-- START OF QUOTED TEXT --
# Fiesta Zetec S Mk 6.5 Detail



## smifeune (Mar 2, 2014)

Hi all,

First time if using the forum in the new year, i hope everyone had a good xmas and new year.

My first detail of this year was a mk6.5 fiesta zetec s in panther black.

Anyway i took a few pictures so i'll crack on with them.

How the car was when it was dropped off





So i mixed up some G101 in a pump sprayer for a pre-wash and i also used a stronger solution of G101 on the wheels.



G101 sprayed on the wheels, cleaning power of this product is amazing


All clean



Another dirty wheel



And clean


G101 was sprayed on as a pre wash out of a pump sprayer, this again was also amazing and pulling off all the grime and dirt


As this was dwelling i hit the wheels with valet pro dragons breath




Tyres we're also cleaned with G101 and a stiff brush to remove all old tyre dressings



All wheels, tyres and the pre-wash was all hosed down and it was ready to be washed.
-- END OF QUOTED TEXT --
-- START OF DATA RECORDS --
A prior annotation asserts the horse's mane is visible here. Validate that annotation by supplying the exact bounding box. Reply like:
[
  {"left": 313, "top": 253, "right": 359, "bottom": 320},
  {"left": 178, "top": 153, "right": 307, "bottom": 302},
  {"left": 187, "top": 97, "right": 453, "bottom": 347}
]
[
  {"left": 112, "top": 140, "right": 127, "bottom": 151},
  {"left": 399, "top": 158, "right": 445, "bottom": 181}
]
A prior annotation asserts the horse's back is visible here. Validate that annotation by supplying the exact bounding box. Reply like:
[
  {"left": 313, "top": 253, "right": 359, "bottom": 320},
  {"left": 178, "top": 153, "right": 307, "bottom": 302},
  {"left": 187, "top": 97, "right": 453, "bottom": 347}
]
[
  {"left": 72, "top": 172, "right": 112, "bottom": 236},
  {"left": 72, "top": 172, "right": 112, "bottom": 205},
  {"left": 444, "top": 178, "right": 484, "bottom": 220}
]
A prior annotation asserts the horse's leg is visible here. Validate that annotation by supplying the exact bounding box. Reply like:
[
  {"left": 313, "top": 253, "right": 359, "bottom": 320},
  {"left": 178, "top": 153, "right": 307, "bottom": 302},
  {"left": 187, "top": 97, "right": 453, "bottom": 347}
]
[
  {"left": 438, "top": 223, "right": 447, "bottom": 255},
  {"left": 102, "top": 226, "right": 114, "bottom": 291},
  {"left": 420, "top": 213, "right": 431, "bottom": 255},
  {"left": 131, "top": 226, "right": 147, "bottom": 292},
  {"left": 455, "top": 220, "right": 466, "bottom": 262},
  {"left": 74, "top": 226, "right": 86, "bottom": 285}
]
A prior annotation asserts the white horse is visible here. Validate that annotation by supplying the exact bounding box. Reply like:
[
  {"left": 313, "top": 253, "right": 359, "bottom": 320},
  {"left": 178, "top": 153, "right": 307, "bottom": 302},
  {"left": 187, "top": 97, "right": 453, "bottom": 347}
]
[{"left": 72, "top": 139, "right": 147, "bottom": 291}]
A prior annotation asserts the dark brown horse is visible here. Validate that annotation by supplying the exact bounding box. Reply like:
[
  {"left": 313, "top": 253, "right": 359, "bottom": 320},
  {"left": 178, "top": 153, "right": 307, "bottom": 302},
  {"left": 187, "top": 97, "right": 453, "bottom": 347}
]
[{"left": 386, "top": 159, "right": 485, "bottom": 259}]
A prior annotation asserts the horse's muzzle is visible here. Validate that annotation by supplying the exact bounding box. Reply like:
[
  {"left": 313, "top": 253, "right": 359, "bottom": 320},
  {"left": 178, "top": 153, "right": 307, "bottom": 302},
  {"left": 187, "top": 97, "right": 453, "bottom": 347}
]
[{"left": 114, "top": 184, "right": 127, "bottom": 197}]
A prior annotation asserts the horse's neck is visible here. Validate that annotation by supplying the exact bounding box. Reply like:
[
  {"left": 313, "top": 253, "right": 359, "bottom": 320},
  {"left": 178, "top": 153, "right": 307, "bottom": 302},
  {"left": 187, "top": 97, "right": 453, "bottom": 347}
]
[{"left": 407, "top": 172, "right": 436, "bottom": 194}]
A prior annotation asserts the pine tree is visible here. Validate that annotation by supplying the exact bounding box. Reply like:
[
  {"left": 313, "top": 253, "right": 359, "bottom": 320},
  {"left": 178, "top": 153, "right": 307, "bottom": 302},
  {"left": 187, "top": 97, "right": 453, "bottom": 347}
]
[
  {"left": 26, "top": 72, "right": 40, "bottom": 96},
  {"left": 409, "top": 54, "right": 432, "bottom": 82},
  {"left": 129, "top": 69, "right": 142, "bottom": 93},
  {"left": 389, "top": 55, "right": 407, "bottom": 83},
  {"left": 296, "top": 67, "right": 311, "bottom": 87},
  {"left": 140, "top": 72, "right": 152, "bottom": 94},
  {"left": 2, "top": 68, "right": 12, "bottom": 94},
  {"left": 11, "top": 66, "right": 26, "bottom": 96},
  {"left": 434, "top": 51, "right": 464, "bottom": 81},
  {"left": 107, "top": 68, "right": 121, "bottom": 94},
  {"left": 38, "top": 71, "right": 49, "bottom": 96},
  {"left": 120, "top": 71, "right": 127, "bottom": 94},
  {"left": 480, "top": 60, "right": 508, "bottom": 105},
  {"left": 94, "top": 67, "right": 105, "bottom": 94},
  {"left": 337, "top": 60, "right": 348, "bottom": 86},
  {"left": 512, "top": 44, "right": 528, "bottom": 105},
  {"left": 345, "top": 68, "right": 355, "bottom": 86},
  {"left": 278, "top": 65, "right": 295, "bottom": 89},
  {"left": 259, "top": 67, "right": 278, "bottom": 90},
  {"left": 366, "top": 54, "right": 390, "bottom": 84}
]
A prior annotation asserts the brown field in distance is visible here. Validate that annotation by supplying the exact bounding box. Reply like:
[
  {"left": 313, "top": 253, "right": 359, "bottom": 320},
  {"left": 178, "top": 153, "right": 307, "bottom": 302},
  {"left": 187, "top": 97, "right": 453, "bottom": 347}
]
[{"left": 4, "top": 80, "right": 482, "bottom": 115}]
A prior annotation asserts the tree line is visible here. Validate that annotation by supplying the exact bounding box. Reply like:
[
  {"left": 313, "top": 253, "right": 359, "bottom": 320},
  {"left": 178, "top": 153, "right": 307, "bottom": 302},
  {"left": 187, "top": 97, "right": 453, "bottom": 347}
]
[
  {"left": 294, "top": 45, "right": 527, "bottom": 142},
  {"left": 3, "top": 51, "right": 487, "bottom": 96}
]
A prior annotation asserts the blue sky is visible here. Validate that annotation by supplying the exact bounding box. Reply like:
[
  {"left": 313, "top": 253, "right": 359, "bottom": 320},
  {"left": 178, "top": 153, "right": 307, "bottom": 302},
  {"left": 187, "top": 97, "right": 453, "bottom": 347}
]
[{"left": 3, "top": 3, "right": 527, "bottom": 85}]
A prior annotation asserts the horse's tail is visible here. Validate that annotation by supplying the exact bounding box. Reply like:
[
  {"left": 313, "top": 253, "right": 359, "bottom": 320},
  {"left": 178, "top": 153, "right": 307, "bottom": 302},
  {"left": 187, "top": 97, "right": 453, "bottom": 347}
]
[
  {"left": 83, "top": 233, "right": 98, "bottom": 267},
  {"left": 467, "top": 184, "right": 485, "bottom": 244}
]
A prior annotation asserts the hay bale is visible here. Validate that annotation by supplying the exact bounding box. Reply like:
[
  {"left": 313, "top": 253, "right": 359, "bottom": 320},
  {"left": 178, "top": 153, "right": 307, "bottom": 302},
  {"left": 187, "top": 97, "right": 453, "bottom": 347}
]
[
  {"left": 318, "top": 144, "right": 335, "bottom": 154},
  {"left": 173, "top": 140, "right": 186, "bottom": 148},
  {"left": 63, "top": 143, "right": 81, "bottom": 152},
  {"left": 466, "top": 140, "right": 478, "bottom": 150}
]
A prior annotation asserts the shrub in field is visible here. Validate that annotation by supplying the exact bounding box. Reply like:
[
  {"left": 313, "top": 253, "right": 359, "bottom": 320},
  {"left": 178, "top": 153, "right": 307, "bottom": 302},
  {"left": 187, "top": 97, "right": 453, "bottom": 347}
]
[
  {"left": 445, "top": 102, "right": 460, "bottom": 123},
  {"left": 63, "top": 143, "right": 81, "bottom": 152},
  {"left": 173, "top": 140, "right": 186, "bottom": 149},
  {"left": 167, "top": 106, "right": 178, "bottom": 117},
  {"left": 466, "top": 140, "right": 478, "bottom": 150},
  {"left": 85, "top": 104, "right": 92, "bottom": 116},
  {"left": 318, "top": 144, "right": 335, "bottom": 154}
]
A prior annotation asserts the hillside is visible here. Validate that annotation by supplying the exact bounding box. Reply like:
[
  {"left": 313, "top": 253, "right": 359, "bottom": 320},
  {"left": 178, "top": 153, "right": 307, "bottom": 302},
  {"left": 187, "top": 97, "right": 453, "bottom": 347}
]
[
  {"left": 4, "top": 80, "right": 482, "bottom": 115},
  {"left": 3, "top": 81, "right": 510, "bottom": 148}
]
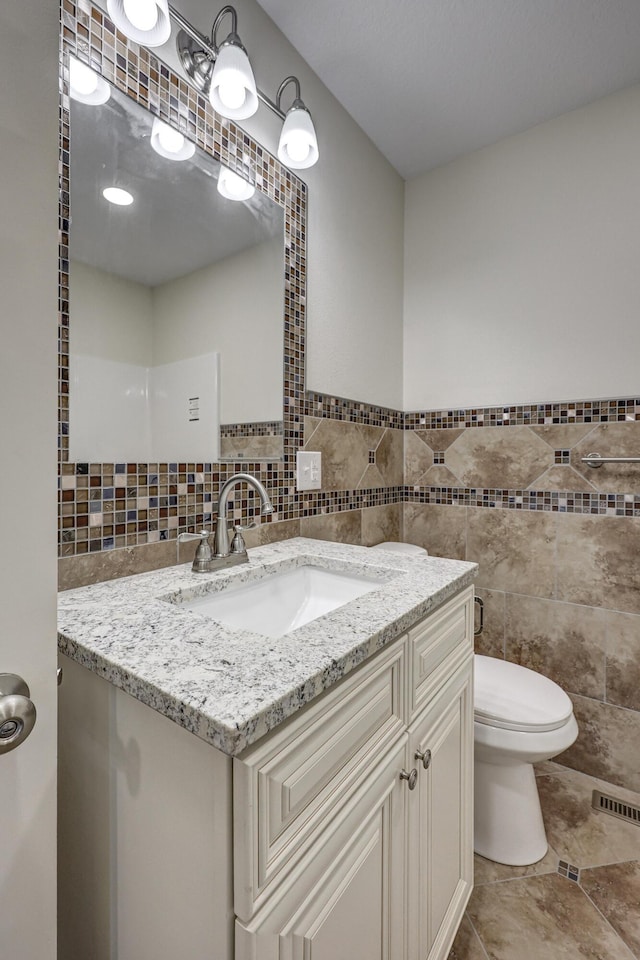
-- END OF DATA RECORDS --
◆ **GIVEN TASK 1**: Do these statements agree with the Fiesta detailing post? Answer yes or no for each, quoting the words of the post that decide it. (a) The car detailed was a Fiesta Zetec S in panther black. (b) A weaker solution of G101 was used on the wheels than elsewhere. (c) The tyres were cleaned with G101 and a soft sponge.
◆ **GIVEN TASK 2**: Print the section of the Fiesta detailing post from "First time if" up to and including "on with them.".
Rely on the Fiesta detailing post only.

◆ **RESPONSE 1**:
(a) Yes: "a mk6.5 fiesta zetec s in panther black"
(b) No: "i also used a stronger solution of G101 on the wheels"
(c) No: "Tyres we're also cleaned with G101 and a stiff brush"

◆ **RESPONSE 2**:
First time if using the forum in the new year, i hope everyone had a good xmas and new year.

My first detail of this year was a mk6.5 fiesta zetec s in panther black.

Anyway i took a few pictures so i'll crack on with them.